Your goal –
Please substitute "result" for "detection" in the material from the line with "buds visible in it." through the end, and give back only those lines with nothing else changed.

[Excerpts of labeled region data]
+ + +

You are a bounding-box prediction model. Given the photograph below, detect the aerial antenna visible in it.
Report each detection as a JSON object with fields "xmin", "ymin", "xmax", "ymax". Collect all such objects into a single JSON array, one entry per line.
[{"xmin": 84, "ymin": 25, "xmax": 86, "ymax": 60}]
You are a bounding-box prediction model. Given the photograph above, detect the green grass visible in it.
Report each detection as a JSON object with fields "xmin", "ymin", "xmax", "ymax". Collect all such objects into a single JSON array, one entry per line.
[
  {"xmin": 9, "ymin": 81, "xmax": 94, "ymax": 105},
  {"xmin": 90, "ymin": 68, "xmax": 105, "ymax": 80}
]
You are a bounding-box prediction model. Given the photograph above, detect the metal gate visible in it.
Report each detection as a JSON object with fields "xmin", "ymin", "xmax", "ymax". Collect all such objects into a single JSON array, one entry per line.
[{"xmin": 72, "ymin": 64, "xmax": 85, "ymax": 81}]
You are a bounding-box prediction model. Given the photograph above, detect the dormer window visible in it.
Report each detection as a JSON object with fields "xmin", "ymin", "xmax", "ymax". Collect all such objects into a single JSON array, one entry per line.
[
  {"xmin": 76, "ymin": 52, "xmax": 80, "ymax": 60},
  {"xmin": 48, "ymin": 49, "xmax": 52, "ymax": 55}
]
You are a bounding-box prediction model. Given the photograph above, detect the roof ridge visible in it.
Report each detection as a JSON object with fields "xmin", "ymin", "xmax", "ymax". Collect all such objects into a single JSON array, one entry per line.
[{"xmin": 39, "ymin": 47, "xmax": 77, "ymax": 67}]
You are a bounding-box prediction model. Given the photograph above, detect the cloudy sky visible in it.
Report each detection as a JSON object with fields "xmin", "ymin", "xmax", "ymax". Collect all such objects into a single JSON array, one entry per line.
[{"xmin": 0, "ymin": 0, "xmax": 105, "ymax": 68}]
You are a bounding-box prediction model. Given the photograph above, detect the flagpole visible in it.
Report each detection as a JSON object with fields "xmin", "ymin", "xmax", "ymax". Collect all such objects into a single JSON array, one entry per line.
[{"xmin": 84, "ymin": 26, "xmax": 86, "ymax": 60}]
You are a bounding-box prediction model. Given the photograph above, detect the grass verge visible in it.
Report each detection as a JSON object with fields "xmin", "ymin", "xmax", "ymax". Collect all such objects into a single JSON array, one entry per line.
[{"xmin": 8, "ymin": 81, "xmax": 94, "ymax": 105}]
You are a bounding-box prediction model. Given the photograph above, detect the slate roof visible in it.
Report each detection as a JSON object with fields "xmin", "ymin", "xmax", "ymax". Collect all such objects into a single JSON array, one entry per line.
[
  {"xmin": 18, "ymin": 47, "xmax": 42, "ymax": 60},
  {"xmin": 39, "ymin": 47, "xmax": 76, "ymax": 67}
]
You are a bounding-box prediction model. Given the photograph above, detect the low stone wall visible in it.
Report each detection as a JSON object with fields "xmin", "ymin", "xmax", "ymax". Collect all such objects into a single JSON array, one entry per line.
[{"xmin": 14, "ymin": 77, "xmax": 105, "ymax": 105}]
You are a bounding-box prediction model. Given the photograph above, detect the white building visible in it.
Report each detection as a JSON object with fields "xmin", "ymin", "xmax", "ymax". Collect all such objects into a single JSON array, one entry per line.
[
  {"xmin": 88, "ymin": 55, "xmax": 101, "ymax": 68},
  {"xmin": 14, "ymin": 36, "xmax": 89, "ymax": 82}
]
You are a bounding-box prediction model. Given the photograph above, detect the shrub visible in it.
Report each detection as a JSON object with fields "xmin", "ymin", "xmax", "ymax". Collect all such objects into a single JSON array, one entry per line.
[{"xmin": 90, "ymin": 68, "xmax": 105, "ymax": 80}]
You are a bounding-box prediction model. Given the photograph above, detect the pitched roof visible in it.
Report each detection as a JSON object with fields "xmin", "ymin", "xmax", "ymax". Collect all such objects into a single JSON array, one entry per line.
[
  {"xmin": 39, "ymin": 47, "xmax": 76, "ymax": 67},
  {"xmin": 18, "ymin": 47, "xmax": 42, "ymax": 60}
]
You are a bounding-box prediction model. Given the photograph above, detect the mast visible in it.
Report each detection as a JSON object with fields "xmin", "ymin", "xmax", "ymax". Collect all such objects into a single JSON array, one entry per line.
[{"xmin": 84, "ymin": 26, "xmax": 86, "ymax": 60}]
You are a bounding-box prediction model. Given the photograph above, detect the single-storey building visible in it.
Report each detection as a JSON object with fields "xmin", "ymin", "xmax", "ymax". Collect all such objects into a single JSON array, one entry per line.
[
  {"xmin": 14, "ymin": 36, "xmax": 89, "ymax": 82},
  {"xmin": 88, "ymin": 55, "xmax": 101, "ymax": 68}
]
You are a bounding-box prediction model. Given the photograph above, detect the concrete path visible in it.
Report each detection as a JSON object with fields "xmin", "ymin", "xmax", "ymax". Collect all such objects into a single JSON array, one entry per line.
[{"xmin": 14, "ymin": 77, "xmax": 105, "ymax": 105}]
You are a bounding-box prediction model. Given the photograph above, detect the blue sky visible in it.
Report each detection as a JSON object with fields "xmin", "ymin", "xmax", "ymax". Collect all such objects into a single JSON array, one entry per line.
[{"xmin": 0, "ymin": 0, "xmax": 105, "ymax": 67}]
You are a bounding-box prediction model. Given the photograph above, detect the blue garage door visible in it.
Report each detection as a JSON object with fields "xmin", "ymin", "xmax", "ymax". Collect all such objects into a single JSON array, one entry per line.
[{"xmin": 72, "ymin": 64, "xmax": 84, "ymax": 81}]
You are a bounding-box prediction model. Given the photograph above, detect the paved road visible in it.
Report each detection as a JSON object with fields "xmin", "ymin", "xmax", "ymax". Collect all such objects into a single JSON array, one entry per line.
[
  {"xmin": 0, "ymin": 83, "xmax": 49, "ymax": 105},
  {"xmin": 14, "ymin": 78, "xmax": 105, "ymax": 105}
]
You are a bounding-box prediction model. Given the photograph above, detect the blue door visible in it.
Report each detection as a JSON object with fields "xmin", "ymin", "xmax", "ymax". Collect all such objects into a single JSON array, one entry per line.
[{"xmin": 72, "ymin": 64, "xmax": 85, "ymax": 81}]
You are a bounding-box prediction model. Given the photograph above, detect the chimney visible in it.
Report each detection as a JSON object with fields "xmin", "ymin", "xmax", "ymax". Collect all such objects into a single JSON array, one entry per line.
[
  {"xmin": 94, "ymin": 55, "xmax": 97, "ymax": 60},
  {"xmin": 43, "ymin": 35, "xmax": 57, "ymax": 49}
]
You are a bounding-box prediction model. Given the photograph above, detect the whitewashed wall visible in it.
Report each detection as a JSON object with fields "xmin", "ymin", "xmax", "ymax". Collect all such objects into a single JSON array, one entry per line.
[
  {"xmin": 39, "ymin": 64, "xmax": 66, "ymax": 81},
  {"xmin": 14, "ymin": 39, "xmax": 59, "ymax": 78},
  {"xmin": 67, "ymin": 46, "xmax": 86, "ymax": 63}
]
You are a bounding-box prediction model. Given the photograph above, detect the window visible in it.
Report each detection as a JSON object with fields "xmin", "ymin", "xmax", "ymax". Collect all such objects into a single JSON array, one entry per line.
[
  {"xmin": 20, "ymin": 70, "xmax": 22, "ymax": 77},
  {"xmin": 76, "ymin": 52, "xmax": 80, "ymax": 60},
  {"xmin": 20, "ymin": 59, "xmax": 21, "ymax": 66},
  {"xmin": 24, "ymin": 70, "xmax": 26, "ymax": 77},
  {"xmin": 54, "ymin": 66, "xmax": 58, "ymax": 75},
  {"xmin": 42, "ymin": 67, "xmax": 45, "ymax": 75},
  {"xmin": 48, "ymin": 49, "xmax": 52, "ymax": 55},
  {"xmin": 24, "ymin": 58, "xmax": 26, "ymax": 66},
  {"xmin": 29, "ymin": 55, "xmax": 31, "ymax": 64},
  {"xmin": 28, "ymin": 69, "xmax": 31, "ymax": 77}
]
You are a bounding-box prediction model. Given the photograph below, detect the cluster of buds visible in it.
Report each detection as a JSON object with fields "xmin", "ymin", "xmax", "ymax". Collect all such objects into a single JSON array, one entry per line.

+ + +

The answer –
You are a bounding-box prediction model. Given the photograph below, detect the cluster of buds visible in it.
Report each result as a JSON object with fields "xmin", "ymin", "xmax", "ymax". Collect all such objects into a single JSON array, one entry per line.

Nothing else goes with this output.